Excerpted passage |

A second problem is the fact that, even if it is theoretically possible to represent the data in a given dimension, available techniques may not be capable of finding that representation. Unfortunately, it is currently impossible to evaluate the extent to which either of these issues have an impact on the analysis of scRNA-Seq data (or, indeed, any high-dimensionality data). Here, we developed a straightforward metric that quantifies the extent to which discontinuities of the type exemplified in Fig. 1c would impact the analysis of any given data set.

One immediate application of this metric is in the discovery of the appropriate latent dimension of a given data set. In testing this use case on data sampled from hyperspheres, however, we found that a large number of NDR techniques currently in widespread use are far from perfect (Fig. 2). Indeed, none of the techniques we tested could find a true embedding for even a 20-dimensional hypersphere, despite a complete lack of noise in the data and the fact that the embedding in this case was rather trivial (and known *a priori*). This finding suggests that fundamental work is needed to develop new and more effective NDR techniques. We expect that both the AJD metric we developed and the hypersphere example we explored will prove useful in the design and testing of these algorithms.

Application of our metric to scRNA-Seq data revealed that the problem there is even worse than for hyperspheres (Fig. 3). For instance, it is currently common to use t-SNE or UMAP to reduce scRNA-Seq data to two dimensions for visualizations and, in many cases, downstream data analysis^{20, 24, 25}. Our work revealed that nearly 100% of the local neighborhood structure is disrupted by this kind of dimensionality reduction. We found that this level of distortion has a significant effect on the results of common analyses such as cell type clustering and pseudotime ordering (Fig. 4).

There are several practical implications of our findings for routine scRNA-Seq analysis. For one, it seems likely productive to perform cell-type clustering using a set of “Highly Variable Genes” provided by popular packages like Seurat, because this preserves the resulting clusters while reducing dimensionality (and thus the computational resources required) by about an order of magnitude (Fig. 4). Another straightforward recommendation flowing from this work is to exercise caution when analyzing data in dimensions that are significantly smaller than the ambient space of the original measurements, particularly the 2-D representations generated by t-SNE or UMAP. We recommend that practitioners use the AJD to track the distortion they introduce into their dimensionally-reduced data and report it so that others can understand potential biases and errors that may affect the results of analyses that rely on local relationships between cells in the dataset.

Supplied entries |
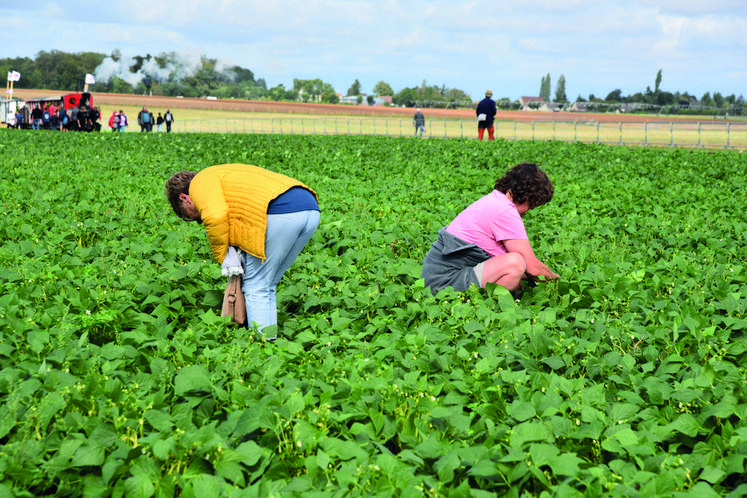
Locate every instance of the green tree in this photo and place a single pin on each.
(355, 88)
(614, 96)
(560, 90)
(545, 86)
(384, 89)
(406, 97)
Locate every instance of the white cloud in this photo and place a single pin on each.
(470, 45)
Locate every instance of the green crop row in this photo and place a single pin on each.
(118, 377)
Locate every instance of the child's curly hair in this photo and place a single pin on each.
(527, 183)
(176, 185)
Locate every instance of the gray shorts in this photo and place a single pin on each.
(479, 269)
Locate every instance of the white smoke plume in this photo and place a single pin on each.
(178, 67)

Apply what you read |
[a] Can you reproduce the passage on dimensionality reduction in scRNA-Seq data word for word, from "A second problem" to "any given data set."?
[b] How would you carry on the passage on dimensionality reduction in scRNA-Seq data, starting after its final sentence?
The records were taken from a different source than the passage on dimensionality reduction in scRNA-Seq data.

Answers given |
[a]
A second problem is the fact that, even if it is theoretically possible to represent the data in a given dimension, available techniques may not be capable of finding that representation. Unfortunately, it is currently impossible to evaluate the extent to which either of these issues have an impact on the analysis of scRNA-Seq data (or, indeed, any high-dimensionality data). Here, we developed a straightforward metric that quantifies the extent to which discontinuities of the type exemplified in Fig. 1c would impact the analysis of any given data set.

[b]
Of course, one question raised by our results is whether or not meaningful dimensionality reduction of scRNA-Seq data is possible at all. The poor performance of NDR techniques on the simple hypersphere tests makes it difficult to say whether the results we obtained for scRNA-Seq data are due to the limitations of available techniques or because the data do not actually lie on a low-dimensional manifold. The only technique that we found to provide something close to a “true” embedding, PCA, does so only at dimensionalities that are close to the maximum possible dimensionality that can be obtained by the technique (Fig. 3). The development of new NDR techniques that are more effective at finding true embeddings thus represent a critical step in answering central questions in cell biology. Until such techniques are developed, the relentless expansion of single-cell genomics to larger and larger scales may provide a wealth of new data that cannot be optimally mined for its biological insights.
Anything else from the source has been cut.